*Task requirements*: Resize the records starting at the line containing "query: diagonal branch" and ending at the line containing "top-left (1043, 308), bottom-right". Repeat every one of those lines, requests included, with each coordinate in the answers multiplied by 0.7 and rounded to a whole number, halves rounding up. Return only those lines.

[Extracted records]
---*---

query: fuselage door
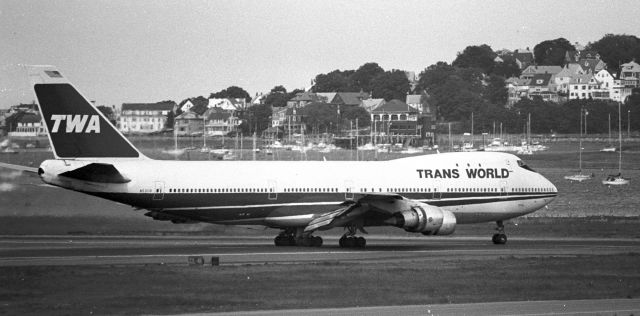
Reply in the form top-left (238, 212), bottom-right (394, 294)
top-left (432, 179), bottom-right (442, 200)
top-left (267, 180), bottom-right (278, 201)
top-left (153, 181), bottom-right (164, 201)
top-left (500, 180), bottom-right (509, 196)
top-left (344, 180), bottom-right (354, 200)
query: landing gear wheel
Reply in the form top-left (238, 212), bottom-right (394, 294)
top-left (273, 230), bottom-right (296, 246)
top-left (491, 221), bottom-right (507, 245)
top-left (338, 236), bottom-right (367, 248)
top-left (311, 236), bottom-right (322, 247)
top-left (491, 234), bottom-right (507, 245)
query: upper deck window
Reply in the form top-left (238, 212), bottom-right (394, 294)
top-left (518, 160), bottom-right (536, 172)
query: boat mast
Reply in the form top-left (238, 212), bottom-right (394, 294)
top-left (618, 102), bottom-right (622, 174)
top-left (579, 108), bottom-right (583, 173)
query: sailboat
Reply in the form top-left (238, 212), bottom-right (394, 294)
top-left (602, 102), bottom-right (629, 185)
top-left (564, 109), bottom-right (591, 182)
top-left (600, 113), bottom-right (616, 153)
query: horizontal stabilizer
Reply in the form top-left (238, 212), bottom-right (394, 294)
top-left (0, 162), bottom-right (38, 173)
top-left (60, 163), bottom-right (131, 183)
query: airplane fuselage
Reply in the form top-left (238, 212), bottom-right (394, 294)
top-left (41, 153), bottom-right (557, 227)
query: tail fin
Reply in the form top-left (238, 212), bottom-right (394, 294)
top-left (27, 66), bottom-right (145, 159)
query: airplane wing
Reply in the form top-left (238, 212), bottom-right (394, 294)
top-left (0, 162), bottom-right (38, 174)
top-left (304, 193), bottom-right (404, 232)
top-left (60, 163), bottom-right (131, 183)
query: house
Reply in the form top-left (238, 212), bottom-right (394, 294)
top-left (315, 92), bottom-right (369, 106)
top-left (569, 73), bottom-right (598, 100)
top-left (505, 77), bottom-right (531, 107)
top-left (618, 60), bottom-right (640, 101)
top-left (208, 98), bottom-right (247, 113)
top-left (371, 99), bottom-right (422, 136)
top-left (553, 63), bottom-right (586, 96)
top-left (360, 99), bottom-right (385, 113)
top-left (118, 101), bottom-right (177, 133)
top-left (9, 112), bottom-right (47, 137)
top-left (271, 106), bottom-right (289, 127)
top-left (405, 94), bottom-right (422, 113)
top-left (287, 91), bottom-right (328, 108)
top-left (529, 73), bottom-right (558, 102)
top-left (520, 65), bottom-right (562, 79)
top-left (203, 107), bottom-right (241, 136)
top-left (578, 58), bottom-right (607, 74)
top-left (591, 69), bottom-right (620, 101)
top-left (173, 111), bottom-right (204, 136)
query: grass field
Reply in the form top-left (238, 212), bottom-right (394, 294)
top-left (0, 253), bottom-right (640, 315)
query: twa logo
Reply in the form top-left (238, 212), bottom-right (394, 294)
top-left (51, 114), bottom-right (100, 133)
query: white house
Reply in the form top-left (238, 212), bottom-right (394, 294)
top-left (591, 69), bottom-right (620, 100)
top-left (569, 73), bottom-right (598, 100)
top-left (553, 63), bottom-right (585, 95)
top-left (118, 102), bottom-right (176, 133)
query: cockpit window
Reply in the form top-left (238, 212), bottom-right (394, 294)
top-left (518, 160), bottom-right (536, 172)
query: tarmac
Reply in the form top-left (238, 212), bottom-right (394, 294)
top-left (0, 235), bottom-right (640, 315)
top-left (0, 236), bottom-right (640, 266)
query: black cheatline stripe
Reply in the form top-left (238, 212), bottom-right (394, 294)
top-left (80, 191), bottom-right (557, 210)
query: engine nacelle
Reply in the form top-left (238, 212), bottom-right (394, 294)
top-left (394, 203), bottom-right (456, 235)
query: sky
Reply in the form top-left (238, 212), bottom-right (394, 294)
top-left (0, 0), bottom-right (640, 108)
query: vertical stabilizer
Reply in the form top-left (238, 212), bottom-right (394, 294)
top-left (27, 66), bottom-right (145, 159)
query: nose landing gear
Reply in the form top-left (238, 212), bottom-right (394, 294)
top-left (491, 221), bottom-right (507, 245)
top-left (338, 226), bottom-right (367, 248)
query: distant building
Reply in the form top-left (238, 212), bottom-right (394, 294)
top-left (173, 111), bottom-right (204, 136)
top-left (204, 107), bottom-right (241, 136)
top-left (520, 65), bottom-right (562, 79)
top-left (569, 73), bottom-right (599, 100)
top-left (9, 112), bottom-right (47, 137)
top-left (529, 73), bottom-right (558, 102)
top-left (505, 77), bottom-right (531, 107)
top-left (619, 60), bottom-right (640, 102)
top-left (118, 102), bottom-right (177, 134)
top-left (371, 99), bottom-right (421, 137)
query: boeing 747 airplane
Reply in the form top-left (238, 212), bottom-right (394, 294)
top-left (3, 66), bottom-right (557, 247)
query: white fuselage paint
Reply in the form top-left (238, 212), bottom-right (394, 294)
top-left (41, 152), bottom-right (557, 226)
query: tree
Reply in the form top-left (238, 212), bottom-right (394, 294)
top-left (533, 37), bottom-right (576, 66)
top-left (451, 44), bottom-right (496, 74)
top-left (314, 70), bottom-right (355, 92)
top-left (586, 34), bottom-right (640, 73)
top-left (493, 56), bottom-right (520, 78)
top-left (209, 86), bottom-right (251, 102)
top-left (350, 63), bottom-right (384, 92)
top-left (240, 104), bottom-right (271, 135)
top-left (371, 70), bottom-right (411, 101)
top-left (264, 86), bottom-right (291, 107)
top-left (416, 61), bottom-right (455, 91)
top-left (302, 102), bottom-right (339, 131)
top-left (484, 75), bottom-right (509, 106)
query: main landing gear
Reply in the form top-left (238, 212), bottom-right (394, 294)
top-left (273, 228), bottom-right (322, 247)
top-left (338, 226), bottom-right (367, 248)
top-left (491, 221), bottom-right (507, 245)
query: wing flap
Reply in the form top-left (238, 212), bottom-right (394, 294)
top-left (60, 163), bottom-right (131, 183)
top-left (304, 205), bottom-right (352, 232)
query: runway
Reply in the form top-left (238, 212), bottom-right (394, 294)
top-left (0, 236), bottom-right (640, 266)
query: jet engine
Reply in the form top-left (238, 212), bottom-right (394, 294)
top-left (393, 203), bottom-right (456, 235)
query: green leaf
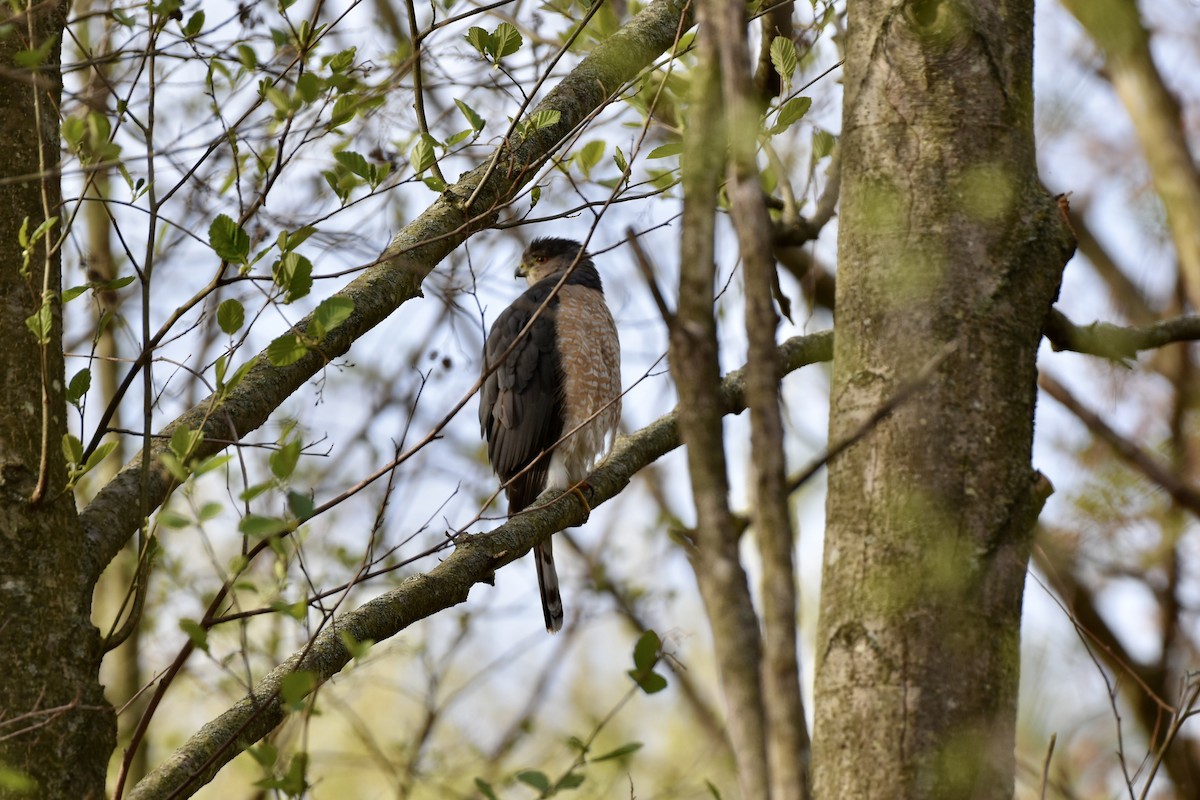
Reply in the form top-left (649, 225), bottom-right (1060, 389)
top-left (446, 128), bottom-right (475, 149)
top-left (12, 36), bottom-right (59, 70)
top-left (612, 148), bottom-right (629, 175)
top-left (329, 95), bottom-right (359, 128)
top-left (217, 299), bottom-right (246, 336)
top-left (83, 441), bottom-right (119, 473)
top-left (408, 133), bottom-right (437, 175)
top-left (516, 770), bottom-right (550, 794)
top-left (246, 741), bottom-right (280, 769)
top-left (646, 142), bottom-right (683, 158)
top-left (463, 26), bottom-right (488, 55)
top-left (62, 433), bottom-right (83, 464)
top-left (192, 455), bottom-right (233, 475)
top-left (238, 513), bottom-right (288, 539)
top-left (288, 492), bottom-right (317, 522)
top-left (169, 425), bottom-right (204, 462)
top-left (266, 333), bottom-right (308, 367)
top-left (280, 225), bottom-right (317, 253)
top-left (337, 631), bottom-right (372, 657)
top-left (334, 150), bottom-right (370, 178)
top-left (592, 741), bottom-right (642, 762)
top-left (634, 631), bottom-right (662, 670)
top-left (156, 509), bottom-right (192, 530)
top-left (0, 764), bottom-right (36, 795)
top-left (280, 669), bottom-right (317, 711)
top-left (487, 23), bottom-right (523, 61)
top-left (25, 296), bottom-right (54, 345)
top-left (770, 36), bottom-right (798, 85)
top-left (329, 47), bottom-right (358, 72)
top-left (770, 97), bottom-right (812, 133)
top-left (91, 275), bottom-right (136, 291)
top-left (271, 600), bottom-right (308, 620)
top-left (182, 11), bottom-right (204, 38)
top-left (812, 128), bottom-right (838, 161)
top-left (575, 139), bottom-right (605, 176)
top-left (526, 108), bottom-right (562, 132)
top-left (67, 367), bottom-right (91, 408)
top-left (553, 772), bottom-right (584, 794)
top-left (238, 481), bottom-right (275, 503)
top-left (268, 439), bottom-right (300, 481)
top-left (198, 500), bottom-right (224, 522)
top-left (179, 618), bottom-right (209, 652)
top-left (628, 631), bottom-right (667, 694)
top-left (238, 44), bottom-right (258, 72)
top-left (454, 99), bottom-right (487, 133)
top-left (62, 116), bottom-right (88, 150)
top-left (158, 452), bottom-right (188, 483)
top-left (271, 251), bottom-right (312, 302)
top-left (296, 72), bottom-right (323, 103)
top-left (209, 213), bottom-right (250, 264)
top-left (312, 296), bottom-right (354, 338)
top-left (629, 669), bottom-right (667, 694)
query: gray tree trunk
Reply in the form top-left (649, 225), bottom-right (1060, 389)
top-left (0, 2), bottom-right (115, 800)
top-left (812, 0), bottom-right (1072, 800)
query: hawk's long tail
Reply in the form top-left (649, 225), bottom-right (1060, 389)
top-left (533, 539), bottom-right (563, 633)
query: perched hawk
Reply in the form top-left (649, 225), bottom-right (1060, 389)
top-left (479, 239), bottom-right (620, 633)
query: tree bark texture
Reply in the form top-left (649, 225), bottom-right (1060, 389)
top-left (80, 0), bottom-right (691, 587)
top-left (709, 0), bottom-right (809, 800)
top-left (812, 0), bottom-right (1072, 800)
top-left (0, 2), bottom-right (115, 800)
top-left (128, 331), bottom-right (833, 800)
top-left (670, 0), bottom-right (769, 800)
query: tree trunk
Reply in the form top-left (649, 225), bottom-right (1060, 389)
top-left (0, 4), bottom-right (114, 799)
top-left (812, 0), bottom-right (1072, 800)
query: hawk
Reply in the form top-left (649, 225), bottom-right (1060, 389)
top-left (479, 239), bottom-right (620, 633)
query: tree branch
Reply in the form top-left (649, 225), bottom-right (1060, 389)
top-left (1063, 0), bottom-right (1200, 309)
top-left (718, 2), bottom-right (811, 800)
top-left (80, 0), bottom-right (691, 577)
top-left (130, 331), bottom-right (833, 800)
top-left (1038, 372), bottom-right (1200, 517)
top-left (1042, 308), bottom-right (1200, 361)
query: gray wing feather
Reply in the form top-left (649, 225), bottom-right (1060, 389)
top-left (479, 291), bottom-right (563, 513)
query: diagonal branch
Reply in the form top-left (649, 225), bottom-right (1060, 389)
top-left (1063, 0), bottom-right (1200, 309)
top-left (130, 331), bottom-right (833, 800)
top-left (80, 0), bottom-right (691, 576)
top-left (1043, 308), bottom-right (1200, 361)
top-left (1038, 372), bottom-right (1200, 517)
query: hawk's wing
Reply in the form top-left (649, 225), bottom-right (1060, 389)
top-left (479, 282), bottom-right (563, 513)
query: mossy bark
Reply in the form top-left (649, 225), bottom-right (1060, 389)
top-left (0, 4), bottom-right (115, 800)
top-left (812, 0), bottom-right (1072, 800)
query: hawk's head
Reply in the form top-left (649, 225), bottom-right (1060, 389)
top-left (516, 237), bottom-right (592, 285)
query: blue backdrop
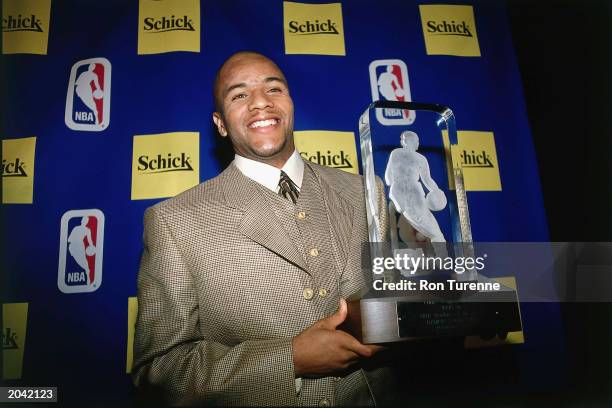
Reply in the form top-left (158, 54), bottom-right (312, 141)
top-left (0, 0), bottom-right (565, 401)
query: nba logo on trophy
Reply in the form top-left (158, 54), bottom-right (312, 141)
top-left (64, 58), bottom-right (111, 132)
top-left (57, 209), bottom-right (104, 293)
top-left (370, 59), bottom-right (415, 125)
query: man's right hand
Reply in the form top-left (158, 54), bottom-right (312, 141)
top-left (292, 299), bottom-right (382, 377)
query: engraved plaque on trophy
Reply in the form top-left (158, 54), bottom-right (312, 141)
top-left (347, 101), bottom-right (522, 343)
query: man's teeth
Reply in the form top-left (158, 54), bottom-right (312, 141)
top-left (249, 119), bottom-right (278, 128)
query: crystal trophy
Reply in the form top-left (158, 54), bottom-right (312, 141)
top-left (346, 101), bottom-right (522, 344)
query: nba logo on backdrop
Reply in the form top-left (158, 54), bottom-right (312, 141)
top-left (65, 58), bottom-right (111, 132)
top-left (57, 209), bottom-right (104, 293)
top-left (370, 59), bottom-right (415, 125)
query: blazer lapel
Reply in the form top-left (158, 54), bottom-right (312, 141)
top-left (304, 161), bottom-right (355, 260)
top-left (221, 163), bottom-right (309, 273)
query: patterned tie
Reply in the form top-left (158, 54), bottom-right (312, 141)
top-left (278, 170), bottom-right (300, 204)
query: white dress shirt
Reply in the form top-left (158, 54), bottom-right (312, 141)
top-left (234, 149), bottom-right (304, 193)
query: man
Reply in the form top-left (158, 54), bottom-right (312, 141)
top-left (133, 52), bottom-right (392, 406)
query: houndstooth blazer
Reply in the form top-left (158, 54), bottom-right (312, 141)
top-left (132, 162), bottom-right (386, 406)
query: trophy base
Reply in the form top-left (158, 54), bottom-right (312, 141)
top-left (345, 278), bottom-right (522, 344)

---*---

*Task output*:
query: diagonal branch
Reply in the form top-left (649, 225), bottom-right (1060, 389)
top-left (744, 0), bottom-right (840, 216)
top-left (91, 232), bottom-right (583, 560)
top-left (56, 0), bottom-right (484, 403)
top-left (730, 216), bottom-right (840, 253)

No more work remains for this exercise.